→ Page text
## begin
Before movies like Amistad and the TV Series Roots, those seeking to visually represent the horrors of slavery had to rely on the paintbrush. Originally titled Slavers throwing overboard the Dead and Dying, Typhoon coming on, the painting shows the chained, indistinct fragments of African bodies being devoured by fanciful sea monsters as a ship sails into a storm.

Turner was inspired by the real life Zong Massacre. The British ship Zong set sail from Africa overloaded with slaves in 1781. When the ship sailed off course and water allegedly grew scarce, the crew abided by the age-old law of the sea: women and children first. Unfortunately, in this case that didn’t refer to lifeboats. They started by forcing 54 female and child slaves through portholes into the sea, probably because they were less valuable than adult males. In the ensuing holocaust that lasted several days, 142 people were thrown overboard, including 10 who jumped in protest. After the first wave of killings, remaining victims begged the crew to starve them rather than dump them into the ocean, but the crew didn’t comply because they couldn’t collect insurance on slaves who died of natural causes.
## end
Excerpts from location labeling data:
## begin
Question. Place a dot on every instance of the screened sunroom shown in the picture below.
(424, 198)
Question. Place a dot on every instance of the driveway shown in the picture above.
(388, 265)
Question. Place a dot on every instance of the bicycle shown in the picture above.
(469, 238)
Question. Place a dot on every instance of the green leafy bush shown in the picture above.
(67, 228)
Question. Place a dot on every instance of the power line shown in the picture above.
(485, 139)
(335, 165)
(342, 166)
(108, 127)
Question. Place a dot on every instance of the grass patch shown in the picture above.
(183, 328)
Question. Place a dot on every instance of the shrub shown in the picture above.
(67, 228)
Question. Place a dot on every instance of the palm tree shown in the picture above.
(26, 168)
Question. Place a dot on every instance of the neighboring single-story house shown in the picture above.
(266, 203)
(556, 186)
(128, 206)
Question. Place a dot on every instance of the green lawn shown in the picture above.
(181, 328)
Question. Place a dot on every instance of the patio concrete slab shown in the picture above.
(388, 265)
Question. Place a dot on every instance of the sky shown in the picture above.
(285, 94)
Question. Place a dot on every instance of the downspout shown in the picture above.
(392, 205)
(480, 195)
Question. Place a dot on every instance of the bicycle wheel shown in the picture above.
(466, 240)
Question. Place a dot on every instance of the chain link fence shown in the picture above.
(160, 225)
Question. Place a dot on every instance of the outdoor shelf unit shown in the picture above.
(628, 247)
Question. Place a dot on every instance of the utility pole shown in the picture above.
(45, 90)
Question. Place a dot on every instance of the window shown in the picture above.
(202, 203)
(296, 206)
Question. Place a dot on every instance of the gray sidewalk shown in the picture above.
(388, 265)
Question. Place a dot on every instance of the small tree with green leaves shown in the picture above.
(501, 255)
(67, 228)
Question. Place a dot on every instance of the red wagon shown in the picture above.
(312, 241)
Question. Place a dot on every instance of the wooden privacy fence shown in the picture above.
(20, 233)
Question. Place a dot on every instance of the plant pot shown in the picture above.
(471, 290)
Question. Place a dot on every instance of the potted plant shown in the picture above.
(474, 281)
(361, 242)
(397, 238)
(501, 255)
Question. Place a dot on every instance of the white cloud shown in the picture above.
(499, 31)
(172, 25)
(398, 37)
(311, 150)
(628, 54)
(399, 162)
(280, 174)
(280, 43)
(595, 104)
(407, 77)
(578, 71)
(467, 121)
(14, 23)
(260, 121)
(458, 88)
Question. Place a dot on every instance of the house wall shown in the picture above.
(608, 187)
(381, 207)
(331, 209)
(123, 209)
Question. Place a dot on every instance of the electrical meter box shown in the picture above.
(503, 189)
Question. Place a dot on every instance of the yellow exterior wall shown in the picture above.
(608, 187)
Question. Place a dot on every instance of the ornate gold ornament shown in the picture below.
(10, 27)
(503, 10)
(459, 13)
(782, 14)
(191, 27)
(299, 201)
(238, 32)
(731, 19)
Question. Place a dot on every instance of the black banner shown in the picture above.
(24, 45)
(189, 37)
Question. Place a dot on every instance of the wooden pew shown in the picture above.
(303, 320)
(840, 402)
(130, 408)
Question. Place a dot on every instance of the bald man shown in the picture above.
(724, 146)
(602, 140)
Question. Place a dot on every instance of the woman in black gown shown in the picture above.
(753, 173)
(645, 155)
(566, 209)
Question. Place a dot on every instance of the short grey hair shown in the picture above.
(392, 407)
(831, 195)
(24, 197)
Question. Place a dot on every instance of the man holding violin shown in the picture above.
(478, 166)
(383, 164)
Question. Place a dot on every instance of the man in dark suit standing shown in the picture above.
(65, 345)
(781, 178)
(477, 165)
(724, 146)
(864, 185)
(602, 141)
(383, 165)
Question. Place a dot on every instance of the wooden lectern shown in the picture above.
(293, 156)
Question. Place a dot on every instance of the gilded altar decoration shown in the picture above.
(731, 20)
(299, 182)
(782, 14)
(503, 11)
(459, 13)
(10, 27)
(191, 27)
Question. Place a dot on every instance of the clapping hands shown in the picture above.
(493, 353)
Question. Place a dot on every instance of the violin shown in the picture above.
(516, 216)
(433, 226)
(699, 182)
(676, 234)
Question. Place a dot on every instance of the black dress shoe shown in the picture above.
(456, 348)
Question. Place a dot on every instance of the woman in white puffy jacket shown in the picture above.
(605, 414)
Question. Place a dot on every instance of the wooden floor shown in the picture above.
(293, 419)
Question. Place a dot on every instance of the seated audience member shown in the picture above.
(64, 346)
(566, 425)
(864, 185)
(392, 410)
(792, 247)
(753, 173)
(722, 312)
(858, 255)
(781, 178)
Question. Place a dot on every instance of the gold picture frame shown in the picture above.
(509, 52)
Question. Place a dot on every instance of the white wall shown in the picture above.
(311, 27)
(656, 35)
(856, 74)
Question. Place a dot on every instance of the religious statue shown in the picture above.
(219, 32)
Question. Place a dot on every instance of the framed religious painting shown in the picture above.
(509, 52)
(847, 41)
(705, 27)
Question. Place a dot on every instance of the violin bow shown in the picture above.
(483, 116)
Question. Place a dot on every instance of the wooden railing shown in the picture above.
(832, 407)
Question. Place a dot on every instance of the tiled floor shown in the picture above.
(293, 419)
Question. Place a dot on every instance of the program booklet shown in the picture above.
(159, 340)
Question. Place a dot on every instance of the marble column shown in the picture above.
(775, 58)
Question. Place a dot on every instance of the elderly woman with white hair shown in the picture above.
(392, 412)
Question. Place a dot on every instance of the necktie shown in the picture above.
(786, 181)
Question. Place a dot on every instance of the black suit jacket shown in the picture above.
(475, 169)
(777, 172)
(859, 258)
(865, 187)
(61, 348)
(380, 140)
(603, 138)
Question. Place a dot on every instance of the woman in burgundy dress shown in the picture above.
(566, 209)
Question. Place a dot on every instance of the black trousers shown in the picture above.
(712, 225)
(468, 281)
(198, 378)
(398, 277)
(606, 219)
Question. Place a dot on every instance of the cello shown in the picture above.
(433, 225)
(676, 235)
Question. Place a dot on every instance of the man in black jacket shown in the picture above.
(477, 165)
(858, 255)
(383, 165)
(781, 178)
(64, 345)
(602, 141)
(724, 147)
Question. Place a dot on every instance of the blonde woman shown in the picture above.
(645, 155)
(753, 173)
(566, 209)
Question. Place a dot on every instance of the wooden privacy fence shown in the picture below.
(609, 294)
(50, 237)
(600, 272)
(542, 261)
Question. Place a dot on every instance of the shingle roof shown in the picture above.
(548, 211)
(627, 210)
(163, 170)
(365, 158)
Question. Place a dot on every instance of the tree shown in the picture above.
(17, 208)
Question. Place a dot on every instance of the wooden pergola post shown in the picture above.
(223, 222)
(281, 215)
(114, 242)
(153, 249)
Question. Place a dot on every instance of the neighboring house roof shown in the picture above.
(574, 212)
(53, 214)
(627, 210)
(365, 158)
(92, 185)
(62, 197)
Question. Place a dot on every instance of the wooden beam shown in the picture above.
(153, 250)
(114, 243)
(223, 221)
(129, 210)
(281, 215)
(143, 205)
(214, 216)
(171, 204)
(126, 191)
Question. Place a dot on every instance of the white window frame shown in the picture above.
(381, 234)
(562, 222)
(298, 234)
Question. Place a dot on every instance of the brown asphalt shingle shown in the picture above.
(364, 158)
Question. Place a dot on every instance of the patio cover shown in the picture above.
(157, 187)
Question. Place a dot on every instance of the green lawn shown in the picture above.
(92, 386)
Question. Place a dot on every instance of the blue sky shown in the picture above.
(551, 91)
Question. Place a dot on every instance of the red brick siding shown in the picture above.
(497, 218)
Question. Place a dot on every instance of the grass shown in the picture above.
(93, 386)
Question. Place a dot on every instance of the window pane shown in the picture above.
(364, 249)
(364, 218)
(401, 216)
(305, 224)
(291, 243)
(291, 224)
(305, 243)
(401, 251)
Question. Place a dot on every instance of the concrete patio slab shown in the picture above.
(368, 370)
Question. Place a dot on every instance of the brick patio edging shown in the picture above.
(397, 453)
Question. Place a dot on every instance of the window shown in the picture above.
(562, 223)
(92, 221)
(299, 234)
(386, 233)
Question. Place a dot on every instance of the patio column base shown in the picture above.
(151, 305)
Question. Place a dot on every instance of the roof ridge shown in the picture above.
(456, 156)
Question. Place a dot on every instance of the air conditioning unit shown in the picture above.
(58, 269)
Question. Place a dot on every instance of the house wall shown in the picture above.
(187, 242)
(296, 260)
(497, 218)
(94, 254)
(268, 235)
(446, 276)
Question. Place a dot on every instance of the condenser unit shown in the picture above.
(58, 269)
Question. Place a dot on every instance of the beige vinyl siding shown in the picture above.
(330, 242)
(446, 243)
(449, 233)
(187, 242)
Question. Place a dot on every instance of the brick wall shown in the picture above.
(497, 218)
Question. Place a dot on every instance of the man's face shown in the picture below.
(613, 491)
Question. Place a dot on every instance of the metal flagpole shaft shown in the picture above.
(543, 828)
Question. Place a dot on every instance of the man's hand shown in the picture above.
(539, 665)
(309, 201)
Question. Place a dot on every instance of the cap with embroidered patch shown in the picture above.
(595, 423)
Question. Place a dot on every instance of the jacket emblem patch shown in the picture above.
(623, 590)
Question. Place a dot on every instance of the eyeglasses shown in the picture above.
## end
→ Given exercise 1
Please rename "paintbrush" to "brush" in the slave-ship painting passage, writing it out from "Before movies like" up to and including "into a storm.".
→ Given exercise 2
Gather every row that contains the string "privacy". Case counts.
The slave-ship painting passage and the rows have no connection to each other.

→ Reply 1
Before movies like Amistad and the TV Series Roots, those seeking to visually represent the horrors of slavery had to rely on the brush. Originally titled Slavers throwing overboard the Dead and Dying, Typhoon coming on, the painting shows the chained, indistinct fragments of African bodies being devoured by fanciful sea monsters as a ship sails into a storm.

→ Reply 2
Question. Place a dot on every instance of the wooden privacy fence shown in the picture above.
Question. Place a dot on every instance of the wooden privacy fence shown in the picture below.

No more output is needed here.